§ Provided data:
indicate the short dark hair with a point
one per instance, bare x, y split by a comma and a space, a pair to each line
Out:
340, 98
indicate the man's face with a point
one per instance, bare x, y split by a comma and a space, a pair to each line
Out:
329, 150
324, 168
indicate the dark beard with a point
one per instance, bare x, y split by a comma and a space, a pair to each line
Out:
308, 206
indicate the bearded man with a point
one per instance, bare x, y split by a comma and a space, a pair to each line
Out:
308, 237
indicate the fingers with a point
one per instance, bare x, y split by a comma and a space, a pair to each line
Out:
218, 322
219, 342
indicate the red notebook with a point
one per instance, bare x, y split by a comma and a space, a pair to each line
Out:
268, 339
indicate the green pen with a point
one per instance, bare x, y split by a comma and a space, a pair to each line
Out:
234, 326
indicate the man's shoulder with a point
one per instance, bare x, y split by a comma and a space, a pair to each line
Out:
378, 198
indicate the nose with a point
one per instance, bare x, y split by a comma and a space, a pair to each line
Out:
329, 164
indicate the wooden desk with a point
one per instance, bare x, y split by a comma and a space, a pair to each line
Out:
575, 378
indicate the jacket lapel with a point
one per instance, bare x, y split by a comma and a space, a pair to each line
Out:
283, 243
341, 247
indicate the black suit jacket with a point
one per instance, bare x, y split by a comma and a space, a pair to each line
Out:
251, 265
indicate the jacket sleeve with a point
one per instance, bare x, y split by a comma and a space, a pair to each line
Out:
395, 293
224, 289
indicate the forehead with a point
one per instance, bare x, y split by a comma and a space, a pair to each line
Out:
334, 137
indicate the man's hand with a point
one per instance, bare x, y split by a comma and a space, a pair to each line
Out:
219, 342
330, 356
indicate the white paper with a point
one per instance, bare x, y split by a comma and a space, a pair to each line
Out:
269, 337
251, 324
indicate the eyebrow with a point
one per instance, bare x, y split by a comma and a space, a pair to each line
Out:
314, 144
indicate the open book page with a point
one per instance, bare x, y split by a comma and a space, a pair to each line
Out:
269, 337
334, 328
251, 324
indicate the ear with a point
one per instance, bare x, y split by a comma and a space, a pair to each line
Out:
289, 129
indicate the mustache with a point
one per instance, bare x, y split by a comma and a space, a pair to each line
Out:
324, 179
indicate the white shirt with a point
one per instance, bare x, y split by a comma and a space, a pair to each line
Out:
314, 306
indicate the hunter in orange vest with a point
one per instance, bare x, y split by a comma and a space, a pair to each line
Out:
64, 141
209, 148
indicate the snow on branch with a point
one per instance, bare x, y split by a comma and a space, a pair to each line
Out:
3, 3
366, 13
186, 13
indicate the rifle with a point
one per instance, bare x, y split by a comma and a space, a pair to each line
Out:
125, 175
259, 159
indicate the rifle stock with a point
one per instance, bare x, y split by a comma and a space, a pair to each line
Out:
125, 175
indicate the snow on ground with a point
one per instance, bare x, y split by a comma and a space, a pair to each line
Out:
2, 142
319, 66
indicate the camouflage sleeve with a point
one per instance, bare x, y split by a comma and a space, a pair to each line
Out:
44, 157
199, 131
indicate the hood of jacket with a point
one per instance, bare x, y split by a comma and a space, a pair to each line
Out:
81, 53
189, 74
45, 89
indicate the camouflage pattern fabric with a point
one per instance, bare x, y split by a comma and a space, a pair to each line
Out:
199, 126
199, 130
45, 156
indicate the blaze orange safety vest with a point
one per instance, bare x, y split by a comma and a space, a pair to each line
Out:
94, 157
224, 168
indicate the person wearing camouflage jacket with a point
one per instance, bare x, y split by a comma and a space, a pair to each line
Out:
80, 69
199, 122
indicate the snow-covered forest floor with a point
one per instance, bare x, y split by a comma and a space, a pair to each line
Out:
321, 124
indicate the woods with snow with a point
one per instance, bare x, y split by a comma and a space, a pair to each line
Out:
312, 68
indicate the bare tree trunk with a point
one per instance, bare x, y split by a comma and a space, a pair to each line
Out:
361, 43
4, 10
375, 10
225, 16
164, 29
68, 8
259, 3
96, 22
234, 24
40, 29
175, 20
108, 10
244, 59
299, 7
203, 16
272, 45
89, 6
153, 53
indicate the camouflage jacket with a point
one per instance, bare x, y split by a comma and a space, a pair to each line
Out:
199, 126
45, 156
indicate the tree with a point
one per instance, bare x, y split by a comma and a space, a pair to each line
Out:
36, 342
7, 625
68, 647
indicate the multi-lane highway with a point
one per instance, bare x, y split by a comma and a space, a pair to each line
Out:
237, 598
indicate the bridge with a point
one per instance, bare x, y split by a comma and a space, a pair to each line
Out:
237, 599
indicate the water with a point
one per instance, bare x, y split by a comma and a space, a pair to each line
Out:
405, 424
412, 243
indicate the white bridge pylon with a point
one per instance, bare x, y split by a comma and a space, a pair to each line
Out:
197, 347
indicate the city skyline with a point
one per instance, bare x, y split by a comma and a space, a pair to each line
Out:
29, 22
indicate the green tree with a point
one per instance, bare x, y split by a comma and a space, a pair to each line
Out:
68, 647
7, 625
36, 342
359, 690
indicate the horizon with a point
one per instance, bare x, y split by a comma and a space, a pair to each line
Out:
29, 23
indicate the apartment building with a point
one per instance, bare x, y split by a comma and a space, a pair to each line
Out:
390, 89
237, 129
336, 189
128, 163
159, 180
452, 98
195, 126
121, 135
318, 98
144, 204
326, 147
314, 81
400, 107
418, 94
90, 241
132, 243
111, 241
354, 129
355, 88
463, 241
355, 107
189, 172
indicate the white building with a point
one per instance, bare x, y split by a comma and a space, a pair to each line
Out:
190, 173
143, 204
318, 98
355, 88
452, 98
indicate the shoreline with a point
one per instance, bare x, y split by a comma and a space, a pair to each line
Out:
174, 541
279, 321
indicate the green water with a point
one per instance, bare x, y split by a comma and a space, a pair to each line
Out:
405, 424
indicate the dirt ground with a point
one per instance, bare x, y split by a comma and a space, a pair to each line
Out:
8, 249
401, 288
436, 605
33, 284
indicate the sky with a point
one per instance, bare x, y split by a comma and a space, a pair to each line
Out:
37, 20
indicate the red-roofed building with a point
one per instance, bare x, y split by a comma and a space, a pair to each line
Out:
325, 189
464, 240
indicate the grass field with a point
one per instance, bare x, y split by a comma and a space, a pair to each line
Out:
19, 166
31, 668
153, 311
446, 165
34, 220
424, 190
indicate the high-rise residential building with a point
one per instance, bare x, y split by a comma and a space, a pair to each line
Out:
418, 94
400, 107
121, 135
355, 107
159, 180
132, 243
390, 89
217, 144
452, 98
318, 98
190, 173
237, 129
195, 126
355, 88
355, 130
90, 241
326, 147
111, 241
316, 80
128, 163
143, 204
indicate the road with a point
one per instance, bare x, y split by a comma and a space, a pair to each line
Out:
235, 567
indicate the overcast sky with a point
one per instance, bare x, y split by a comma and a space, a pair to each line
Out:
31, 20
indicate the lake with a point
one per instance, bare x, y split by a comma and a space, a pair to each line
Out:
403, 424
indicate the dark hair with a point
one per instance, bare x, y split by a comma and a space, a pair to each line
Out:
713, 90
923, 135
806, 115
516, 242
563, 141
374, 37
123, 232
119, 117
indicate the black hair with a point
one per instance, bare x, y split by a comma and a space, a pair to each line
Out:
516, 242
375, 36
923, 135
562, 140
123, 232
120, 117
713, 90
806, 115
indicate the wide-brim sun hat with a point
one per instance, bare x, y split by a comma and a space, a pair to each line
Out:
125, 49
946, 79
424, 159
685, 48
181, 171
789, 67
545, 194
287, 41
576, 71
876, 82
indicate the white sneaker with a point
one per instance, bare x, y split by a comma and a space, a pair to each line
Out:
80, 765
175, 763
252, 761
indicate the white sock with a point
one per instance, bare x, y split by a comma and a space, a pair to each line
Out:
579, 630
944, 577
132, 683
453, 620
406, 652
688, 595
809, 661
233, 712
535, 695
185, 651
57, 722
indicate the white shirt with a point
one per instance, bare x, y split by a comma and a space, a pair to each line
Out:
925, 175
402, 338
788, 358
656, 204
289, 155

§ Exercise aim: Copy, from the material above, each line in which the string "hair" occurs.

§ Written solution:
indicate the short dark hair with a point
indicate the dark hair with a point
indicate the black hair with a point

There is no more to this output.